--- BEGIN RECORDS PROVIDED ---

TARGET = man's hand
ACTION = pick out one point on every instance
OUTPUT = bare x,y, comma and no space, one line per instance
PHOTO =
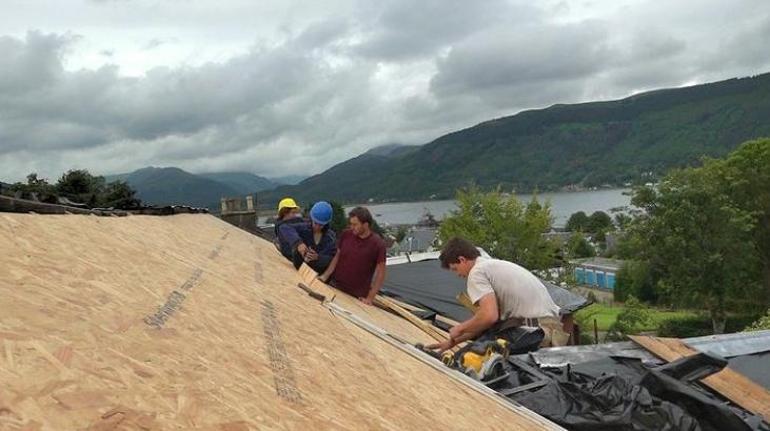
366,300
455,332
442,346
311,255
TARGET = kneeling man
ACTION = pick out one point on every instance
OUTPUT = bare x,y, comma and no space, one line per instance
507,296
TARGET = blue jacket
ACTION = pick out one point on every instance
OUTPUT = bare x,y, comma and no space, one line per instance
291,233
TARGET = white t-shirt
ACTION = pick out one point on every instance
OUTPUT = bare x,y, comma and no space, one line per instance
519,293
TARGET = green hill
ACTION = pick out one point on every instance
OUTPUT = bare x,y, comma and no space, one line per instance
243,182
587,144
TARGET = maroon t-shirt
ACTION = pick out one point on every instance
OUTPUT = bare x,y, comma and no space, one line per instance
358,259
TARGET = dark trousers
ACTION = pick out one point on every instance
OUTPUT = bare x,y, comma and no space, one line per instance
521,339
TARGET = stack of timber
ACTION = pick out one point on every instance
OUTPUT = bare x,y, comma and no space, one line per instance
186,322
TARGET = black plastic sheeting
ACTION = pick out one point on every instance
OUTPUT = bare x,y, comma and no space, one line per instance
624,394
428,285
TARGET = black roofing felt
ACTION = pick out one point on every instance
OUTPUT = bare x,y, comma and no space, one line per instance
425,283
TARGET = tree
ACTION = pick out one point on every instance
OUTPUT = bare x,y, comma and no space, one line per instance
598,222
80,186
119,195
760,325
579,247
577,222
622,220
630,321
745,175
36,188
698,241
503,226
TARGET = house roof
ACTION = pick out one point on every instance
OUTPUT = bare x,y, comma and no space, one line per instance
185,322
426,284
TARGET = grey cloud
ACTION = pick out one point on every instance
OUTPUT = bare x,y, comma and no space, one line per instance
153,43
30,64
327,89
525,58
404,30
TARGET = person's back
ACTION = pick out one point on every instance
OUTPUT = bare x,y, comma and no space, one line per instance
358,260
519,293
359,266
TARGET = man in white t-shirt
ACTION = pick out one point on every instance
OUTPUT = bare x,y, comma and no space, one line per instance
506,296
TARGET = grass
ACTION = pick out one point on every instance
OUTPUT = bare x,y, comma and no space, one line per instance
605,316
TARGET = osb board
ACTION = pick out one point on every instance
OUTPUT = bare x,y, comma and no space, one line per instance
731,384
239,347
389,322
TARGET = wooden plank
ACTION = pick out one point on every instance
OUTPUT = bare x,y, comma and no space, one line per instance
406,314
732,385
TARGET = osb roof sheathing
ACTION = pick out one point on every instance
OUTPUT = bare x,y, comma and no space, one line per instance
186,322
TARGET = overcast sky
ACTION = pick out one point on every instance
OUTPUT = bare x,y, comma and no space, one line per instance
292,87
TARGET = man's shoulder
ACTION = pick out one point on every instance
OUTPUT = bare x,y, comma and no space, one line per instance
377,239
345,235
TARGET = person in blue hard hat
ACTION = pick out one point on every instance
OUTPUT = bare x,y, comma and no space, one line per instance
312,242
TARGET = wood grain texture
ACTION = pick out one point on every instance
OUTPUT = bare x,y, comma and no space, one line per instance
732,385
238,346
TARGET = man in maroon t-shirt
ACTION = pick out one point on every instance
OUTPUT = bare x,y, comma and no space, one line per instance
358,268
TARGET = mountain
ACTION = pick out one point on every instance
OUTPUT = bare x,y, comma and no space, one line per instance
586,144
243,182
342,181
173,186
287,179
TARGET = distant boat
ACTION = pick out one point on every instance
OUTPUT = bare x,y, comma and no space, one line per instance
427,220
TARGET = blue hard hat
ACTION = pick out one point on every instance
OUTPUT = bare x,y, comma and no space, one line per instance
321,213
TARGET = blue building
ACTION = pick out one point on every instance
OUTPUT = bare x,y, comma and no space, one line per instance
597,272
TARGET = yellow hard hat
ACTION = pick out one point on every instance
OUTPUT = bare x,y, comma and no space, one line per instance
287,203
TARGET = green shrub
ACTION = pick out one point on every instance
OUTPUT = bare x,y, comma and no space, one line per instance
630,321
698,326
761,324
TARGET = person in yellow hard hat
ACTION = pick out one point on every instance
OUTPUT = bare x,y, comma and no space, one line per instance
288,213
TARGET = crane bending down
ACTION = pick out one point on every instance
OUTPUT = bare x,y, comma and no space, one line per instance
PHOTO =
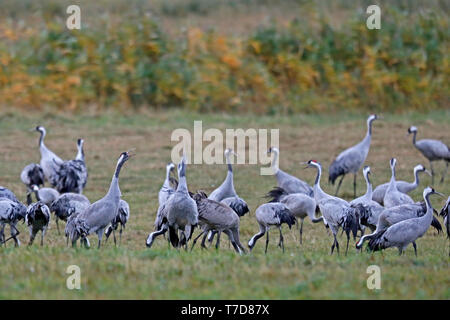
393,197
49,160
271,214
402,186
299,204
368,210
289,183
351,160
335,211
99,215
433,150
403,233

--- END RECORDS PROVIDED ---

Transcribe all the records above word for word, without their images.

TARGET = man's hand
ACTION = pick out one point on every instance
OUTPUT = bare x,y, comma and no space, one line per instance
PHOTO =
366,300
455,332
442,346
311,255
TARGET = kneeling man
ACTION = pick out one point on every instance
OUTPUT = bare x,y, comma and no space, one line per instance
507,296
TARGET = blue jacket
ACTION = pick out one point on every instance
OUTPUT = bare x,y, comma and no space, one line per instance
291,233
TARGET = white t-shirt
ACTION = pick out one point on every instance
OUTPUT = bare x,y, comma and no space, one line per instance
519,293
TARGET = green hill
ACTION = pick out one point on every instance
OUTPUT = bare x,y, comma and no space, one line per instance
243,182
587,144
TARGET = maroon t-shirt
ACTION = pick out one point on every instance
OUTPUT = bare x,y, comma and no space, one line per instance
358,259
TARGET = dark trousers
ACTION = pick out one point on every instance
OUTPUT = bare x,y, comma and no space, one line per instance
521,339
TARGET = stack of timber
ACTION = pick out one point on every instance
OUTPUT = bare x,y, comma and no space, one line per instance
186,322
TARGET = black plastic sheeting
ACTION = pick out one point on every instance
OUTPUT = bare x,y, comma and no space, one line per instance
624,394
428,285
TARGET = black roofing felt
ACTION = pick out one point on every instance
OUTPUT = bare x,y, comma and no space, one line per instance
425,283
TARGET = tree
ACTION = pick out one point on every instance
OUTPUT = bare x,y, comma and no space, one line per instance
598,222
80,186
119,195
760,325
579,247
577,222
622,220
630,321
745,175
36,188
698,241
503,226
TARGET = house roof
ACTION = pick out one point on every instance
OUTPUT = bare x,y, comma and no space, one line per instance
185,322
426,284
TARGET = grey cloud
ACTION = pick out one point on every instance
OUTPUT = bare x,y, comma and no space, one line per instance
153,43
30,64
327,89
525,58
404,30
TARGET = person's back
ACTION = pick out one point on every instance
OUTPUT = bare x,y, comma and no space, one line per instance
358,260
519,293
359,266
TARGET = man in white t-shirt
ACTION = pick out one point on every instance
OUTPUT = bare x,y, comma and no space, one line per instance
506,296
TARGET = grass
ACTION = pick out one point on every instance
OUTPUT = bare x,y, comma and no space, one line per instance
605,316
TARGET = osb board
ACTION = pick out one point on every instance
OUTPUT = bare x,y, comma and no space, one line per instance
731,384
239,347
389,322
TARGET = wooden plank
ACTION = pick out one point on every instance
OUTPUT = bare x,y, comma and no space, one line per instance
406,314
732,385
TARGET = osb roof sheathing
ACTION = pick out one point on every instance
OUTPUT = bare x,y, comma and no space, one line per instance
186,322
TARGET = overcast sky
ACTION = pick out one point on every instance
OUTPUT = bare x,y, comma and no space, one line per instance
292,87
TARGET = man's shoulder
ACTION = pick out one point on every instance
OUTPUT = bare x,y, comma and no space, one line per instance
377,239
345,235
TARGET = person in blue hard hat
ACTION = pick out one point on every instance
OUTPUT = bare x,y, comma and no space, one line per instance
312,242
TARGET = wood grain texture
ACTION = pick out one point on every instance
OUTPUT = bare x,y, comma and no space, one line per instance
732,385
238,346
TARGET = man in maroon t-shirt
ACTION = pick out one point on every instance
OUTPUT = bare x,y, comma and no space, one line per instance
358,268
TARGET = mountain
ACTION = pick out one point on every instance
OUTPUT = bare x,y, comma and no space, one line per instance
586,144
243,182
342,181
173,186
287,179
TARGET = distant boat
ACTION = pick out one point on every instance
OUTPUT = bare x,y, comma and no space, one line per instance
427,220
TARGET = blue hard hat
ACTION = pick out one point on every instance
OUTPUT = bare x,y, comma and no space, one line per instance
321,213
TARGET = blue building
ACTION = pick out one point on every instance
OUTPUT = bare x,y, comma and no space, one line per instance
597,272
TARGET = yellow hard hat
ACTION = pick out one point on every instance
OUTPUT = bare x,y, comma and no space, one line per instance
287,203
TARGET = green shrub
ACTION = pick out one point on every instance
OUTPUT = bare x,y, comma and no space, one line per instance
630,321
698,326
761,324
TARGET = person in yellow hard hat
ACTION = pick out one point on every instance
OUTPUT = bare x,y, comma and no space, one line per instance
288,213
TARGET = crane bending down
ACTION = pick out one point on every instance
OUTPUT = bare x,y, comma and no space, one line per instance
PHOTO =
393,197
49,160
271,214
402,186
299,204
368,210
289,183
351,160
335,211
99,215
433,150
403,233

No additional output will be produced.